Your goal = Repeat the data from the line with "[det] blue-grey sky" to the line with "[242,252,372,266]", replacing "person" with "figure" and leaving everything else the same.

Input rows =
** Start **

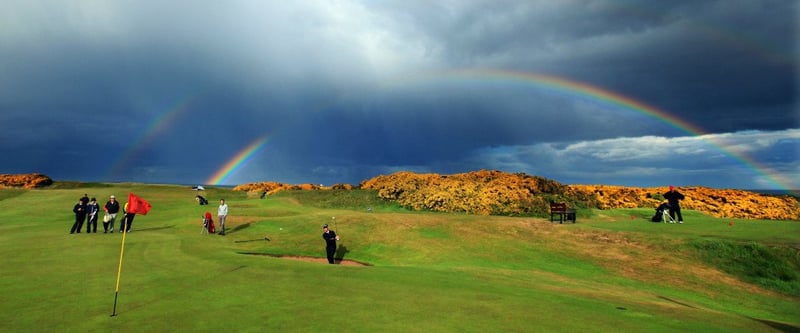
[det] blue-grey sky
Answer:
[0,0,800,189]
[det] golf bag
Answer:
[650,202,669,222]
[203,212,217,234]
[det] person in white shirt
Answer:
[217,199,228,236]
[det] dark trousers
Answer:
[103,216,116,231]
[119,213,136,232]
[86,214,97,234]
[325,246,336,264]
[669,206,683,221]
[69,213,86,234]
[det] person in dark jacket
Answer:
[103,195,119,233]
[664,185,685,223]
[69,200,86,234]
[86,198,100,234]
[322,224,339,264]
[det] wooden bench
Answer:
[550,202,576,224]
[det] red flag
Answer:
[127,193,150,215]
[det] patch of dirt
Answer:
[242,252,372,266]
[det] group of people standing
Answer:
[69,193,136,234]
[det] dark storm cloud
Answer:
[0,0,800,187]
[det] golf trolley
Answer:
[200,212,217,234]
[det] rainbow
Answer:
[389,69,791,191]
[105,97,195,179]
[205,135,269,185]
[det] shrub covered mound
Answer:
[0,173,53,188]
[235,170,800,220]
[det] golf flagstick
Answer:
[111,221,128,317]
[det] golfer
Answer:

** End **
** Start **

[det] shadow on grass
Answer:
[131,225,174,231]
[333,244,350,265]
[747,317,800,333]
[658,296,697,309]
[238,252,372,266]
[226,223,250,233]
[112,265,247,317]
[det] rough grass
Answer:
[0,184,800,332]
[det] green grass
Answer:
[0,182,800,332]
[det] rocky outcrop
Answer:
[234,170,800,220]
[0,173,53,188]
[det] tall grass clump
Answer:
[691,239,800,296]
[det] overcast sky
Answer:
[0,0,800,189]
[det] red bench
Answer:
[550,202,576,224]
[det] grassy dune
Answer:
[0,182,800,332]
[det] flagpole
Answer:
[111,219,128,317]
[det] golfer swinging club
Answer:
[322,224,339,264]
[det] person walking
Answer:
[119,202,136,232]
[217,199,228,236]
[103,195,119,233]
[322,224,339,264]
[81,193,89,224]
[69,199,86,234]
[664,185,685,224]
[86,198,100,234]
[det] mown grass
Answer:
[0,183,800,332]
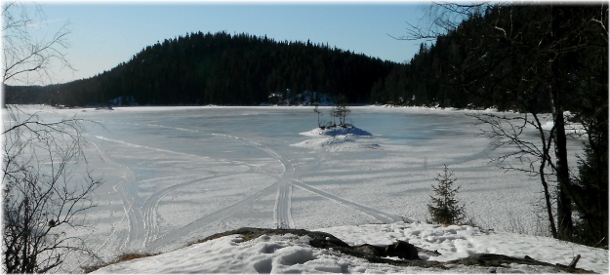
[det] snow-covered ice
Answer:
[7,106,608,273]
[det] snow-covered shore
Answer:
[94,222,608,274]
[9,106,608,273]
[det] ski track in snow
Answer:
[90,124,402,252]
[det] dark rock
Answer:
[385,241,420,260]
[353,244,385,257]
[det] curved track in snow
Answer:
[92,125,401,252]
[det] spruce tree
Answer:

** End **
** Start **

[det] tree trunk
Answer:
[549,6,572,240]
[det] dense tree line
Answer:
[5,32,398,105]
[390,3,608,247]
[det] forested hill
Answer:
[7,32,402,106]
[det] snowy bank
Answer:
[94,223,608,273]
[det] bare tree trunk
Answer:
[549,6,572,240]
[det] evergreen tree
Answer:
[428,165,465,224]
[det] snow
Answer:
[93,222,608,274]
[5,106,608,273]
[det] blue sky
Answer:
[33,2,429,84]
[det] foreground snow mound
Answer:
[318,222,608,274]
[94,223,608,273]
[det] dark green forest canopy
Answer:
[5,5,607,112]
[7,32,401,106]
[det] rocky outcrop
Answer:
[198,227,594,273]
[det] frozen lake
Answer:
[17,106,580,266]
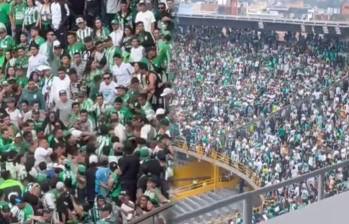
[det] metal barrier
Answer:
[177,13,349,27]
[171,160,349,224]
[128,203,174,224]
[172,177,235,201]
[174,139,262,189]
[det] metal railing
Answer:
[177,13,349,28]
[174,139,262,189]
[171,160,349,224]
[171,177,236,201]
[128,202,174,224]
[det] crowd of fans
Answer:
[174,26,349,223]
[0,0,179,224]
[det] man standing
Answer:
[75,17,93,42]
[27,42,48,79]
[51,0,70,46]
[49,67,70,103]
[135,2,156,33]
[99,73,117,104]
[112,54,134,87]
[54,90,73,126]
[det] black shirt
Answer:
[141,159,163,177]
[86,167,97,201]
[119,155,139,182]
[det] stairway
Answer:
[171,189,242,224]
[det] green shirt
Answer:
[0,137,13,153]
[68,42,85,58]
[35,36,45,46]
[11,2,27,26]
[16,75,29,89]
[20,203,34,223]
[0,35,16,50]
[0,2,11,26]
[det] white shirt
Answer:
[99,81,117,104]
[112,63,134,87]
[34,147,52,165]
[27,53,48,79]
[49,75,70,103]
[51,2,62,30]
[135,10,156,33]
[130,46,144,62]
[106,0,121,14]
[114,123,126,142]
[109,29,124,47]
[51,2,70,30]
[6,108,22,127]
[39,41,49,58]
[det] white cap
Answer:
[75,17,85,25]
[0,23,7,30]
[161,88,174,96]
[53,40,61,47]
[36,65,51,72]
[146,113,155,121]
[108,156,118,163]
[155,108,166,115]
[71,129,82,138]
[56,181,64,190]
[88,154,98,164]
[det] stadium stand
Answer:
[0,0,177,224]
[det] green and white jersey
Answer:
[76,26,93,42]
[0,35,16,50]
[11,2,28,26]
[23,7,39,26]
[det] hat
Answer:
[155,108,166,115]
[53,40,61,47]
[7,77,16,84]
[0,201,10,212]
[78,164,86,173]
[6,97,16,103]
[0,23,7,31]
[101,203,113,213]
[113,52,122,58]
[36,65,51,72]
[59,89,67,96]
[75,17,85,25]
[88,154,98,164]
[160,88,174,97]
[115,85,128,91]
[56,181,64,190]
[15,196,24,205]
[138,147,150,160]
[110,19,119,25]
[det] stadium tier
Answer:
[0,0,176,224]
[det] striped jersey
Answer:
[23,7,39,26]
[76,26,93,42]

** End **

Result for this exercise =
[det] blue-grey sky
Answer:
[0,0,800,189]
[det] golf bag
Answer:
[650,202,669,222]
[203,212,217,234]
[det] figure in white shirt
Answer:
[217,199,228,236]
[det] dark trousers
Answer:
[103,216,116,231]
[119,213,136,232]
[86,214,97,234]
[325,246,336,264]
[669,206,683,221]
[69,213,86,234]
[det] figure in dark jacket
Answer:
[103,195,119,233]
[664,185,685,223]
[69,200,86,234]
[86,198,100,234]
[322,224,339,264]
[det] wooden bench
Answer:
[550,202,576,224]
[det] red flag
Answer:
[127,193,150,215]
[det] patch of dirt
Answer:
[242,252,372,266]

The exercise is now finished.